WHAT YOU WILL DO: Put the records from the line containing "For every instance of the burnt" through the end of the records into a two-column CSV with the header instruction,points: one row per record, the instruction text in the first column and its answer coordinates in the second, each value in a single double-quoted field with line breaks replaced by spaces.
Start
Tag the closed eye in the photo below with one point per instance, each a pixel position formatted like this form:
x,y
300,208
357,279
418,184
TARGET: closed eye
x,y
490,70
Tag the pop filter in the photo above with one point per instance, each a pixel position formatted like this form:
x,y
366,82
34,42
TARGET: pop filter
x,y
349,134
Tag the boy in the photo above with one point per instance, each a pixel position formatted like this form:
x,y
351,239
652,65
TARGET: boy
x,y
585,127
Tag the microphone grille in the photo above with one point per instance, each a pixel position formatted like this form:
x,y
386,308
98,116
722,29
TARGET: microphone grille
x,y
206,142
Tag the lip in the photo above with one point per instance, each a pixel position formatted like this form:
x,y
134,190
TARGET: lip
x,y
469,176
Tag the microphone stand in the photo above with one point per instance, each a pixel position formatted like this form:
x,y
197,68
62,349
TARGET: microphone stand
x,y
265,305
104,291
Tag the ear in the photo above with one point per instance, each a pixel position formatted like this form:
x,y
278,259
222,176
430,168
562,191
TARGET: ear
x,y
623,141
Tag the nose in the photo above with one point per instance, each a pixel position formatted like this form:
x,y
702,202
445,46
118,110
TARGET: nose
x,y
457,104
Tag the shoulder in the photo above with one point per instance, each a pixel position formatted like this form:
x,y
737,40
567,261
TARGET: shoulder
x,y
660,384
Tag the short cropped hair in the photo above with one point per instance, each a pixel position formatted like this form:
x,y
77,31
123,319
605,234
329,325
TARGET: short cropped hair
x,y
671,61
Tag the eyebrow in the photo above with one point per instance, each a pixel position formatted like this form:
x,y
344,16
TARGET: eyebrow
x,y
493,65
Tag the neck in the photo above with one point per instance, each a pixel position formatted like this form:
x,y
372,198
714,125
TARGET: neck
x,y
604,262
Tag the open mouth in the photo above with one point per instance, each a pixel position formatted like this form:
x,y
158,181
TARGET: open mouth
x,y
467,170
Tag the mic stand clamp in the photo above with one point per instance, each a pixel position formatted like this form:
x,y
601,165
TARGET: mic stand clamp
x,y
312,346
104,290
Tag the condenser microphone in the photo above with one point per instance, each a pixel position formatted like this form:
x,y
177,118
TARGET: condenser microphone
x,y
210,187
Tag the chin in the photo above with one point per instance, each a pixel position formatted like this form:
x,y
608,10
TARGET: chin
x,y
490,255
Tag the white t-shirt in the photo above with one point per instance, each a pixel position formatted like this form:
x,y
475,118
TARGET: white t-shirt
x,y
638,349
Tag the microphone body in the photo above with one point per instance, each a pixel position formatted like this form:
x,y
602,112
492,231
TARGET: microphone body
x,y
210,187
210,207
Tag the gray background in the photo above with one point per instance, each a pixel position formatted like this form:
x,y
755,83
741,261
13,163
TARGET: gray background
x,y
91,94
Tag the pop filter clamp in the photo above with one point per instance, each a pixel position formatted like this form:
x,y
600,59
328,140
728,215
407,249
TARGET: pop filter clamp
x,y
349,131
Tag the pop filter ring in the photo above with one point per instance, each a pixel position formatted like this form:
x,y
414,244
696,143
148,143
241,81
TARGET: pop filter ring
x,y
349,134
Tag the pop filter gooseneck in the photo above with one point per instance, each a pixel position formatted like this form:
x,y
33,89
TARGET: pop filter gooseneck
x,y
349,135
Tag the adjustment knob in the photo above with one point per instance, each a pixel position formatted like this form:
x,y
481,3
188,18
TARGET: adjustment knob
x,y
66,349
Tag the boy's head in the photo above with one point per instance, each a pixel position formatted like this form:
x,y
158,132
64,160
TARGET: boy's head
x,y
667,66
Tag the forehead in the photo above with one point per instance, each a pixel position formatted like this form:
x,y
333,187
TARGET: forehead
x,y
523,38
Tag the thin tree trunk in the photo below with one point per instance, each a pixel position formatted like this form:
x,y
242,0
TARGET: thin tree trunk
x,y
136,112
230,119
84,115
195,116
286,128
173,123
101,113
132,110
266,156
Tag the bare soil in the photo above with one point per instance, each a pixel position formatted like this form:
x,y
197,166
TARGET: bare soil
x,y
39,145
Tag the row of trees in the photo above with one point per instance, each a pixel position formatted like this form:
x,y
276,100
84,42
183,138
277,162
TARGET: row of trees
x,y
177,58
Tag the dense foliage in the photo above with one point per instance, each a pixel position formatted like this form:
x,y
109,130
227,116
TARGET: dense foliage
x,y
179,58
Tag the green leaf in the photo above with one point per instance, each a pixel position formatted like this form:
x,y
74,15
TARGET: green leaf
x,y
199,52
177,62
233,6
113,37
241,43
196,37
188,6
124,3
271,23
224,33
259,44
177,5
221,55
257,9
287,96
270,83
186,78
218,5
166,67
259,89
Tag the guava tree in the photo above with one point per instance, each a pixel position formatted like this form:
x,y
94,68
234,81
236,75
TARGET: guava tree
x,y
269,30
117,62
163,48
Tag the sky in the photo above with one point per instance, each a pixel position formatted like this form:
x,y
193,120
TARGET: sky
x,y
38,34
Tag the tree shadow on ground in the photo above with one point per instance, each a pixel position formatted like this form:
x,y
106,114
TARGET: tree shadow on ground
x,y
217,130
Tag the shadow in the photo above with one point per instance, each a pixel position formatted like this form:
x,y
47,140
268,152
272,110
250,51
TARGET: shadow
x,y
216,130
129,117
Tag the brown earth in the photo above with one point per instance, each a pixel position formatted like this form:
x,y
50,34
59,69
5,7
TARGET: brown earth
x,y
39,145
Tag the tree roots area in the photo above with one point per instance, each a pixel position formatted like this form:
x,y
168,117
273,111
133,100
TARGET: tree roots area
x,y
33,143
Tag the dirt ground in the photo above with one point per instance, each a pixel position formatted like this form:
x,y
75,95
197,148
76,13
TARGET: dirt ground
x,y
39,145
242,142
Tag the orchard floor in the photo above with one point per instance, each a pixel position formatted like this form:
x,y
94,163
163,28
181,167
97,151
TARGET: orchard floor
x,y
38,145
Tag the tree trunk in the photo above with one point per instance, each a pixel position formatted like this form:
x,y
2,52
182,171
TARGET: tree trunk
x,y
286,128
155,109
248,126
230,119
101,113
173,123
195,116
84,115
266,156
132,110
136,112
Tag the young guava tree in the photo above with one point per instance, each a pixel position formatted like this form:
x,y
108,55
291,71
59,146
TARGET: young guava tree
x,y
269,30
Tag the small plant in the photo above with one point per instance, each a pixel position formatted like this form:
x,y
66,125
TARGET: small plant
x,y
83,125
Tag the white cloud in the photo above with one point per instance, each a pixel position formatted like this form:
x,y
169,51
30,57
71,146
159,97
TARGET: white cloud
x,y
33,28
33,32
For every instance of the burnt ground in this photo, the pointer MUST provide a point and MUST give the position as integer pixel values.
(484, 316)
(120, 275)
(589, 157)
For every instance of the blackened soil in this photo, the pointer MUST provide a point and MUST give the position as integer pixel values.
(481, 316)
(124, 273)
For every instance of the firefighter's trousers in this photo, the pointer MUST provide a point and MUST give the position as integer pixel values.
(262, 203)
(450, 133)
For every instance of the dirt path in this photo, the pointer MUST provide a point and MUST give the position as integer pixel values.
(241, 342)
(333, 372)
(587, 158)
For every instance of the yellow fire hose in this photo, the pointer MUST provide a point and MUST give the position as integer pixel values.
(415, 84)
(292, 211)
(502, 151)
End
OUTPUT:
instruction,points
"For every instance of the burnt ground in this photo, the pointer MUST provide a point and MUST give the position as integer pixel values.","(484, 316) (120, 275) (589, 157)"
"For every instance of the blackened soil in this photo, the pointer MUST provide a point and MUST give the position as integer pixel values.","(481, 316) (124, 273)"
"For every instance of the firefighter's trousers in this photo, the pointer MUST provide a point and MUST give the position as integer pixel values.","(262, 203) (450, 133)"
"For every instance of the dirt path in this photo, the pointer MUST provide a point and MUST give the position as integer pixel values.","(241, 342) (333, 372) (587, 158)"
"For every instance of the yellow fire hose in this photo, the pointer MUST provide a point and MUST give the position as integer pixel values.","(415, 84) (292, 211) (502, 151)"